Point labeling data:
■ ■ ■ ■ ■
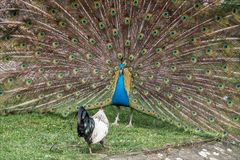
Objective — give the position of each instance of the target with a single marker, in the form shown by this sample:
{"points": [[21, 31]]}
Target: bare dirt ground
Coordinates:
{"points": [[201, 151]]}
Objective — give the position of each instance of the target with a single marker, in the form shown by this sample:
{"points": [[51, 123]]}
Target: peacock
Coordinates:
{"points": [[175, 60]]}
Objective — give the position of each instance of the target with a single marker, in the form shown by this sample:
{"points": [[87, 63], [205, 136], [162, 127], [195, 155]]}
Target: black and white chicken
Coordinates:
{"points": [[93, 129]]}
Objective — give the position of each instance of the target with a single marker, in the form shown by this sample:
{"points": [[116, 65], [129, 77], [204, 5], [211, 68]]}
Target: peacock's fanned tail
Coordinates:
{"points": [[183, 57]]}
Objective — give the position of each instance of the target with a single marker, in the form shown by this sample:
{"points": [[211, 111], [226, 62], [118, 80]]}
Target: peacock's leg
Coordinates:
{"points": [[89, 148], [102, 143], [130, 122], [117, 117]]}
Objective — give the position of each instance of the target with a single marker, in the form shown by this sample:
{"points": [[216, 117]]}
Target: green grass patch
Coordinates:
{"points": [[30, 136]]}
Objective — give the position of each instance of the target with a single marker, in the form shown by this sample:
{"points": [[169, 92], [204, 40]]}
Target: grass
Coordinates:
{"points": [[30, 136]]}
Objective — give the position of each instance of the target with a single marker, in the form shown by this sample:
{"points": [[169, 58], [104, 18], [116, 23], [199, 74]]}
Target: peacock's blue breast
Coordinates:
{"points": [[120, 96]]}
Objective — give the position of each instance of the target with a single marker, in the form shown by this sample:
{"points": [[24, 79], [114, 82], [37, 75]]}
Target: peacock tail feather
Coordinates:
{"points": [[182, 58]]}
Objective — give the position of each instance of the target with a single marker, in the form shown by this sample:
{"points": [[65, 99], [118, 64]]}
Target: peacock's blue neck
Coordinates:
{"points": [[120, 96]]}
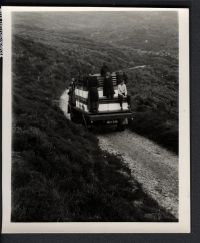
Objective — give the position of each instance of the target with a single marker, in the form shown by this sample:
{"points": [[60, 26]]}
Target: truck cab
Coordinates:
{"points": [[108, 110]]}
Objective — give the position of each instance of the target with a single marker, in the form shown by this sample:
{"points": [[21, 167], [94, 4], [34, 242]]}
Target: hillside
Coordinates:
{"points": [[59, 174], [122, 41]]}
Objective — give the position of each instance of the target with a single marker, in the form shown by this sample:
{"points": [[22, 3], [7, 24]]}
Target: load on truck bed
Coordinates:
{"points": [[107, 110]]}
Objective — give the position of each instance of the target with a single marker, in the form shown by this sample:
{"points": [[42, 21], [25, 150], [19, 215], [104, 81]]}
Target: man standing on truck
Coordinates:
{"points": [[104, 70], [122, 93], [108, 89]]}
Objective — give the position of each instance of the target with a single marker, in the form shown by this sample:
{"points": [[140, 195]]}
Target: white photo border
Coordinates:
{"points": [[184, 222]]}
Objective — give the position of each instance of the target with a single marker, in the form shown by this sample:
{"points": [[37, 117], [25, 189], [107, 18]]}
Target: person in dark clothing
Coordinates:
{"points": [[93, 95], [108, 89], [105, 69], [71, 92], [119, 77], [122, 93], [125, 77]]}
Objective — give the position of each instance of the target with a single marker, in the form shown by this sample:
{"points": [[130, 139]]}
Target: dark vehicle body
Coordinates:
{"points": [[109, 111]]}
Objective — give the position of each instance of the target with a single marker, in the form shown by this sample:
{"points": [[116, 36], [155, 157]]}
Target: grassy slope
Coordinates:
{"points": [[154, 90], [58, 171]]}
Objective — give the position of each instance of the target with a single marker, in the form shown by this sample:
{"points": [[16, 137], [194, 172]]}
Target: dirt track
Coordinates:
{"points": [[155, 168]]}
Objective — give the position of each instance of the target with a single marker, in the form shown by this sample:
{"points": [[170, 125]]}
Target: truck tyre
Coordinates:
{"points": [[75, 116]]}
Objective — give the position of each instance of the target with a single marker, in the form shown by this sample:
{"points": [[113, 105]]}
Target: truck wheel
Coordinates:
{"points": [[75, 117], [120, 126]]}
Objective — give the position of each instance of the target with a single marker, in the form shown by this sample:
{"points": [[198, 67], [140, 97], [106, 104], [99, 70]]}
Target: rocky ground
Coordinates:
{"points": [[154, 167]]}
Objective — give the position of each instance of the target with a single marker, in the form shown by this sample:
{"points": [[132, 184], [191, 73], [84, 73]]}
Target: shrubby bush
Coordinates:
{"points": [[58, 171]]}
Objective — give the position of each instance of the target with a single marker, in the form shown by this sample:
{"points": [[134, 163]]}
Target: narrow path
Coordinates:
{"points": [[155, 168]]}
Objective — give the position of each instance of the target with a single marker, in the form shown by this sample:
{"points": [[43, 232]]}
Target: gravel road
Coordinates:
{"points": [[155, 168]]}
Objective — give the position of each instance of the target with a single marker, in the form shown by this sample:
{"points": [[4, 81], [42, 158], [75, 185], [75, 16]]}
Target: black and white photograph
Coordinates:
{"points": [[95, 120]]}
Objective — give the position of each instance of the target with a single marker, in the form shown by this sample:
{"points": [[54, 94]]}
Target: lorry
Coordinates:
■ ■ ■ ■ ■
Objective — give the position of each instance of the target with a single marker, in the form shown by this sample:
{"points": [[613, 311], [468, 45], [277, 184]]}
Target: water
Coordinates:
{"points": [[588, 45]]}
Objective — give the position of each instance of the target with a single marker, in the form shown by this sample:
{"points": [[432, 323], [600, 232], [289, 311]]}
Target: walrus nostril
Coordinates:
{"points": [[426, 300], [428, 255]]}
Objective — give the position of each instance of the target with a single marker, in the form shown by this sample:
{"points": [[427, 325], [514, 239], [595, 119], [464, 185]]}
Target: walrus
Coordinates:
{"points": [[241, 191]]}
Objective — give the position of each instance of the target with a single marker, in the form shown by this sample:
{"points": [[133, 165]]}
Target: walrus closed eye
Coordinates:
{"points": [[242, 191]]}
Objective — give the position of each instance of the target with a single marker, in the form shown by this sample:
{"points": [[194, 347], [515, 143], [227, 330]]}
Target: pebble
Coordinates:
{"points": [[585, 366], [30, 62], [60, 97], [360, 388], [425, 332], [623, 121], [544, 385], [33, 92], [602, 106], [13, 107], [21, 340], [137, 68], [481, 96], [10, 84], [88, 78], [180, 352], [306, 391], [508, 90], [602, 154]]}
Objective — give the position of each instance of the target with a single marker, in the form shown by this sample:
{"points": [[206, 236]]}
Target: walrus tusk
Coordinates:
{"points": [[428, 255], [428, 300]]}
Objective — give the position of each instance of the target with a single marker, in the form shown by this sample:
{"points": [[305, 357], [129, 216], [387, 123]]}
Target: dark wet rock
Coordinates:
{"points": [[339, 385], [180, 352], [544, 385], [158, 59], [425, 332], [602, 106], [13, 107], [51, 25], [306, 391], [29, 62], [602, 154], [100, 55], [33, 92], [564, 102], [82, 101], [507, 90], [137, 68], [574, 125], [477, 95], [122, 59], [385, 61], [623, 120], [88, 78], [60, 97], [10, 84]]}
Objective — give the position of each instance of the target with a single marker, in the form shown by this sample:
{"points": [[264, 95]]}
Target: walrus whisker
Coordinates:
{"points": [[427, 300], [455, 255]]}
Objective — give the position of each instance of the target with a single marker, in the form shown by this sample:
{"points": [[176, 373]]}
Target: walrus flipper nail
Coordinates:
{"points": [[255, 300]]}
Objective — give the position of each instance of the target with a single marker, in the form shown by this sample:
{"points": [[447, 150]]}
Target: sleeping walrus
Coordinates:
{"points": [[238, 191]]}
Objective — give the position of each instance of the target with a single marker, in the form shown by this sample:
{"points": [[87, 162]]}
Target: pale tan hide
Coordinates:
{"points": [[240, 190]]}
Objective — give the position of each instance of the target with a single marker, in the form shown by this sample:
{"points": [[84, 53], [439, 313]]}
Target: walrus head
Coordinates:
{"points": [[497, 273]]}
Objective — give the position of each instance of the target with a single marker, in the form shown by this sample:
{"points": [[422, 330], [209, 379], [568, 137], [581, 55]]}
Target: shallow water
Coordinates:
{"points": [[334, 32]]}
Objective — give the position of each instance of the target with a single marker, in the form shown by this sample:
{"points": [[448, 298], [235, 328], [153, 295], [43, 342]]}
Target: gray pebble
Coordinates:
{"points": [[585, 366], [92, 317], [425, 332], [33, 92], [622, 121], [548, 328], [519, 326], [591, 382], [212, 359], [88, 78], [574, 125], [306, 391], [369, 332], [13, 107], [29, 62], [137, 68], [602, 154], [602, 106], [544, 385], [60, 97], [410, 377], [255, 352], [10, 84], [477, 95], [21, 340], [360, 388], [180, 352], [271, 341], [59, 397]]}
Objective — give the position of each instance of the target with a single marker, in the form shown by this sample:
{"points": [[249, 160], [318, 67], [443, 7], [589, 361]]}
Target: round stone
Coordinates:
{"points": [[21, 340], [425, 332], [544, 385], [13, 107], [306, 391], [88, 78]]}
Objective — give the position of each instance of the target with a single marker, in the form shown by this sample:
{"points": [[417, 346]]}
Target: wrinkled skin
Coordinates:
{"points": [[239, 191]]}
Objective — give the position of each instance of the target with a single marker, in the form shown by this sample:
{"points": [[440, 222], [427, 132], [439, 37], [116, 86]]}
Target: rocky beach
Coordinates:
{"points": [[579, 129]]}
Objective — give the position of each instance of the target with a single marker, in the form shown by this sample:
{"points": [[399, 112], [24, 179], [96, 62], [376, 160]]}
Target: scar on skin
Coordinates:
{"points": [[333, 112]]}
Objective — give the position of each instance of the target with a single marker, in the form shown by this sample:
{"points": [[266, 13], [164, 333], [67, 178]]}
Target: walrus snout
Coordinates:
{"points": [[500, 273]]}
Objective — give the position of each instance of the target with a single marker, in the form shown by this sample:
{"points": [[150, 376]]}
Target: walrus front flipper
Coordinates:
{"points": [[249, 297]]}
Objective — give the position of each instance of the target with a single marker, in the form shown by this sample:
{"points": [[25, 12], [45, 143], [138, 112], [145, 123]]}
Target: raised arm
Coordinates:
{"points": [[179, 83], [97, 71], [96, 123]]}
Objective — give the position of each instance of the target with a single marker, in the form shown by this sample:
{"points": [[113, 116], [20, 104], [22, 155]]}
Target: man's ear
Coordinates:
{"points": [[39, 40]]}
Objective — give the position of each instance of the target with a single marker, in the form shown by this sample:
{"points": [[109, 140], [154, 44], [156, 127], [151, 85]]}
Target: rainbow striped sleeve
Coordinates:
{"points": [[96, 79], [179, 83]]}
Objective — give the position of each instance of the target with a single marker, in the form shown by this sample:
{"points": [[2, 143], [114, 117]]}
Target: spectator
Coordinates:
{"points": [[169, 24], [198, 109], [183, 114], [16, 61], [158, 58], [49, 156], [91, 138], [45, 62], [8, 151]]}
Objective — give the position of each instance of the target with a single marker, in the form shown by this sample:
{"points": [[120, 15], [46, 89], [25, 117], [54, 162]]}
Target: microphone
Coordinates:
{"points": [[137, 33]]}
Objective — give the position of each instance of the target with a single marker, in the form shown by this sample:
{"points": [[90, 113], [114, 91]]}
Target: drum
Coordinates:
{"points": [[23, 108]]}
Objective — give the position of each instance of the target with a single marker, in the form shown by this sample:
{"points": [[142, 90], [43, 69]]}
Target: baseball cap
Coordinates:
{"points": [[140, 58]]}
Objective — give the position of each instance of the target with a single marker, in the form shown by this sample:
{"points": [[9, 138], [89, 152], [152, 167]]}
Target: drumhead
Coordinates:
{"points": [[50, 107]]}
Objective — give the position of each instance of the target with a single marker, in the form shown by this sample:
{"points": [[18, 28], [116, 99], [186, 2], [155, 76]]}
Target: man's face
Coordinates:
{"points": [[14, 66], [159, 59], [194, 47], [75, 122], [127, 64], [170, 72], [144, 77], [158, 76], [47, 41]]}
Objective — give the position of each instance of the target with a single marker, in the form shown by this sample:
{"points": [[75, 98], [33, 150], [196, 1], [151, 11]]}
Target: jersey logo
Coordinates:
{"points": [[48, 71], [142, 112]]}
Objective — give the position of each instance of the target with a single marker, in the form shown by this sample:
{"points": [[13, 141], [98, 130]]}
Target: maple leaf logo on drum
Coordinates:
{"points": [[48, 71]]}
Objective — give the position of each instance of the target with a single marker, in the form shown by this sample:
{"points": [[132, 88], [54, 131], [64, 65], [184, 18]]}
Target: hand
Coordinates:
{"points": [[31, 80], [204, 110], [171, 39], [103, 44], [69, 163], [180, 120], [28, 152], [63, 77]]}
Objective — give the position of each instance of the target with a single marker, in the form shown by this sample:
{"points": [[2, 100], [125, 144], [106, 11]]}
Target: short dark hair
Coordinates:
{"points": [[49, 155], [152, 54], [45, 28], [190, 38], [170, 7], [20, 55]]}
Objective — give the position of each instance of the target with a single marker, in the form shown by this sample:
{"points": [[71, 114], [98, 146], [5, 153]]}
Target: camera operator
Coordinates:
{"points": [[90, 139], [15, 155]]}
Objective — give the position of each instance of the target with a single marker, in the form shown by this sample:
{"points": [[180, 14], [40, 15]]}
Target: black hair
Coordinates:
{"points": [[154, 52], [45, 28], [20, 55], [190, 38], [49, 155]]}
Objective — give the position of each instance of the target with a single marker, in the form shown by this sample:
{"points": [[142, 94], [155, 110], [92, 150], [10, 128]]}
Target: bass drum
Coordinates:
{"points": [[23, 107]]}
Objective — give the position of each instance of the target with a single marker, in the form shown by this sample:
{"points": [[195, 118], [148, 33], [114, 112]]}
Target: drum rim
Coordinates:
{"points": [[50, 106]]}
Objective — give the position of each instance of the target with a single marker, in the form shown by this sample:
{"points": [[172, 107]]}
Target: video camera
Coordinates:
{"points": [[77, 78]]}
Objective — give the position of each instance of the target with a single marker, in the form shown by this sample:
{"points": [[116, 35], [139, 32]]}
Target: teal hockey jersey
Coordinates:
■ ■ ■ ■ ■
▶ _Written request_: Find every line in the data above that contains the word "white" and copy each of those lines in full. Match case exactly, so lines with the word only in a different capitalization don't count.

▶ _Task solution_:
Target: black and white chicken
Target: white photo border
Target: black and white photograph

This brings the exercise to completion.